» **EXERCISE TASK 1**: According to the course description, what kind of approaches does conceptualizing socio-technical processes of change require?
» **EXERCISE TASK 2**: Copy out the part of the course description that begins at the words "Climate and Society" and stops after "other environmental concerns.".

» **EXCERPT**:
______________________________
Climate and Society
Course content
This course comprises a one-stop shopping centre for social scientific approaches to understanding and governing climate change. It provides participants with an understanding of the drivers and impacts of climate change, as well as knowledge of the multiple opportunities for accelerating mitigation and adaptation in ways that acknowledge dilemmas and trade-offs with social and other environmental concerns.
The course is centred on two key perspectives. First, that our understanding of climate change and our ability to act on it are shaped by different worldviews and beliefs in the power of markets, technology, behavioural change, and regulatory frameworks, as well as by economic and political interests. Finding sustainable and equitable responses to the climate crisis therefore requires an in-depth understanding of different worldviews, beliefs and interests, which influence both the definition of the ‘problems’ associated with climate change, as well as potential ‘solutions’. Second, that processes of mitigating and adapting to climate change are highly complex, involving concurrent changes in technologies, institutions, and behaviours. Conceptualising such socio-technical processes of change require interdisciplinary approaches.
Through the course, participants will be introduced to different social scientific approaches to understanding and examining how climate change comes to be known, analysed and governed. The course will illustrate that how we come to know and govern climate change is shaped by uneven power relations and struggles over worldviews and interests at global, national and local scales. The course also introduces students to different theoretical perspectives on climate change mitigation, conceptualising these as socio-technical change processes. This provides an understanding of the sources of stability and inertia that slow down the energy transition, but also potential intervention points for accelerating transition processes.
______________________________
» **DATA EXCERPTS**:
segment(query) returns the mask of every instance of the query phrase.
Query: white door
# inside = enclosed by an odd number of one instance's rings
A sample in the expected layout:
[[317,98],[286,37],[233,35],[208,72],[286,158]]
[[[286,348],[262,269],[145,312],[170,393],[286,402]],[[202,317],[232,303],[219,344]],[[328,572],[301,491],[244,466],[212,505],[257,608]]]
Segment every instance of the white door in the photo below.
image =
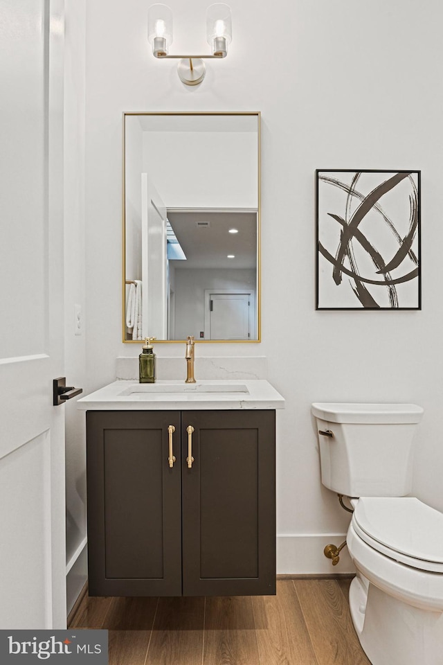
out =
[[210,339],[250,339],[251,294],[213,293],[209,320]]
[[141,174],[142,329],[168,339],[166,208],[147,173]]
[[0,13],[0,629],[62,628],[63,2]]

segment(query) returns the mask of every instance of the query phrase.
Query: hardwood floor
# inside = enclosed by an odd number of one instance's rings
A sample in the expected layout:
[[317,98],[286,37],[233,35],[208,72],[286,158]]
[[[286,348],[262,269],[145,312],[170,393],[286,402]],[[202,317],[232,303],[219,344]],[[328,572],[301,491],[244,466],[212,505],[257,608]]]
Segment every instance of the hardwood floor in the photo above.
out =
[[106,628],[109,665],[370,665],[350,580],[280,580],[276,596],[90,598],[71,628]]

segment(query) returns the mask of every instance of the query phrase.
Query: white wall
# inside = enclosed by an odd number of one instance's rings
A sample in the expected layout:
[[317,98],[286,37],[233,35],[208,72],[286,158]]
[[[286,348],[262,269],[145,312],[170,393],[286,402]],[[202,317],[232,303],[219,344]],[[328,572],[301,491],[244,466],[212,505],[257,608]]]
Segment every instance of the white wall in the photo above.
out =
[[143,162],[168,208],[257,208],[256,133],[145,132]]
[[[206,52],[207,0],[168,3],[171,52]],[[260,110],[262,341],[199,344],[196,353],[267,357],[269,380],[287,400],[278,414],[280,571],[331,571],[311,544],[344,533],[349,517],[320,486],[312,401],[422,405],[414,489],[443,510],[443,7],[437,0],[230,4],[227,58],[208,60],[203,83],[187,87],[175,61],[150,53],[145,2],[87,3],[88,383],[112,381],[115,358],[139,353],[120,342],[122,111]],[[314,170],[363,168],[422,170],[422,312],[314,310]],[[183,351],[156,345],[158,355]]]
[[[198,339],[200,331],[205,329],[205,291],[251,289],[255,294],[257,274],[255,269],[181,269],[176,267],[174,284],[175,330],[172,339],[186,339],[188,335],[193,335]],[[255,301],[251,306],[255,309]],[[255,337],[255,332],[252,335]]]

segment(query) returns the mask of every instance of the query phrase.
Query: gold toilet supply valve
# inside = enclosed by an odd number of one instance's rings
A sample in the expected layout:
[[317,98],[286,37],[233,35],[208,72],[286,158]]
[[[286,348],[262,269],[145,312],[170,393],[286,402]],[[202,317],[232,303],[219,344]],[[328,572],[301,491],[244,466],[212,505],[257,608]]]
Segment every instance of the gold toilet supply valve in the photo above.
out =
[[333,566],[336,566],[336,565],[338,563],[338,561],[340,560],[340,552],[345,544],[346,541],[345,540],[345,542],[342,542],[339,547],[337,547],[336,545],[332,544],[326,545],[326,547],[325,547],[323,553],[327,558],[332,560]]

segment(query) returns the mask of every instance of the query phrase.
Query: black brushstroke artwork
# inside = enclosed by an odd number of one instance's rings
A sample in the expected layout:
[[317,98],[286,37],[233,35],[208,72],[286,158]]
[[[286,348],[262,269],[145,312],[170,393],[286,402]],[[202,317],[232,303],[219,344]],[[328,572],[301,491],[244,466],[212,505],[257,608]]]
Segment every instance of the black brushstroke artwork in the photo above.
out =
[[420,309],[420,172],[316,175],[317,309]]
______________________________
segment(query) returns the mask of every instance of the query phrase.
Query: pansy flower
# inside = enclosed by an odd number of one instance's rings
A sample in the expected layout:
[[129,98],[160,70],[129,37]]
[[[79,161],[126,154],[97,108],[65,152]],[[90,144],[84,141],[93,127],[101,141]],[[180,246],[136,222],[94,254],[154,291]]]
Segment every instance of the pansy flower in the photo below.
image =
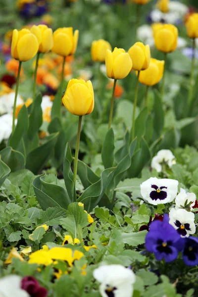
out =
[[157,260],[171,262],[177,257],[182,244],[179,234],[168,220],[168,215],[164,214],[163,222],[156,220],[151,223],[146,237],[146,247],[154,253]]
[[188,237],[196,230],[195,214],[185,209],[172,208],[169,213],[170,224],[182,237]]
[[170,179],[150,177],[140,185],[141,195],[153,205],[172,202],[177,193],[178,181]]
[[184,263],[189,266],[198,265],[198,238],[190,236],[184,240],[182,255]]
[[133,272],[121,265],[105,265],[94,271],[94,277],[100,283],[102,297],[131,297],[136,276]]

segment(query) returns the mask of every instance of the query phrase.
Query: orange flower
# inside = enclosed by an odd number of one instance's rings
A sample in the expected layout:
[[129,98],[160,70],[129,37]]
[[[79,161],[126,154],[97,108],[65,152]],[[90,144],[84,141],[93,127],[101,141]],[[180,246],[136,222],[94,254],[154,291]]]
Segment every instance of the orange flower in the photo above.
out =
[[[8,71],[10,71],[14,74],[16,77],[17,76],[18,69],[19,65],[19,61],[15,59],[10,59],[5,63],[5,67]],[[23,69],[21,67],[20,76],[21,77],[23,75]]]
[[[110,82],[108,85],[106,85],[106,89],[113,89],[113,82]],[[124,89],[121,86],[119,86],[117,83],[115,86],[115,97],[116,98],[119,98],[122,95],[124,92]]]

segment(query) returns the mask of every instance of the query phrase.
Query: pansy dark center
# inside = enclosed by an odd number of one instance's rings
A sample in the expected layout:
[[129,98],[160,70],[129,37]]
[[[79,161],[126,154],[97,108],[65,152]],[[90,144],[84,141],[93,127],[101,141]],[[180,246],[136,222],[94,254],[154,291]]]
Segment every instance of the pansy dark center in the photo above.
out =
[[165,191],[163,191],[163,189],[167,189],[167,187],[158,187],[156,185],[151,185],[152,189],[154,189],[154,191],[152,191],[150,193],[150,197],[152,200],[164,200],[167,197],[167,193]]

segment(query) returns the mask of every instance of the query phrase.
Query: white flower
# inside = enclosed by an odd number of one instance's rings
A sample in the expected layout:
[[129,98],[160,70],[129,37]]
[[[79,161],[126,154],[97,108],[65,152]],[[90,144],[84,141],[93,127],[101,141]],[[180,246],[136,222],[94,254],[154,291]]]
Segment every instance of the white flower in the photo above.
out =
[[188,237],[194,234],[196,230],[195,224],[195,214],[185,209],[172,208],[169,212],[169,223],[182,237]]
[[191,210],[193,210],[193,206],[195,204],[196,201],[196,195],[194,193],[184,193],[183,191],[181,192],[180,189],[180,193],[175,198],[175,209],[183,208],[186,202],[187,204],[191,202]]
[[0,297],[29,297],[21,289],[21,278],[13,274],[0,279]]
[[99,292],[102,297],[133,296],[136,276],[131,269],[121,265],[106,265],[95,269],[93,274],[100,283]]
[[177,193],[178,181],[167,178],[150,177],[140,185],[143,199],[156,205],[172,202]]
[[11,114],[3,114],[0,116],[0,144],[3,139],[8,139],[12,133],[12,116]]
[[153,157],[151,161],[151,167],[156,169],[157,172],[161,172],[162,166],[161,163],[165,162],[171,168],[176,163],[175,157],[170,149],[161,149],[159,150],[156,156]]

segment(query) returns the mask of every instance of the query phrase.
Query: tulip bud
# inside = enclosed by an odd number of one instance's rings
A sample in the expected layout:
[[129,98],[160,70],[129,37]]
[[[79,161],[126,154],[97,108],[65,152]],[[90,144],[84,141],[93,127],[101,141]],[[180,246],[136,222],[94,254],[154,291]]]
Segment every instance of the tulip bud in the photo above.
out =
______________________________
» **COMPLETE ANSWER 1**: Interdisciplinary approaches.

» **COMPLETE ANSWER 2**:
Climate and Society
Course content
This course comprises a one-stop shopping centre for social scientific approaches to understanding and governing climate change. It provides participants with an understanding of the drivers and impacts of climate change, as well as knowledge of the multiple opportunities for accelerating mitigation and adaptation in ways that acknowledge dilemmas and trade-offs with social and other environmental concerns.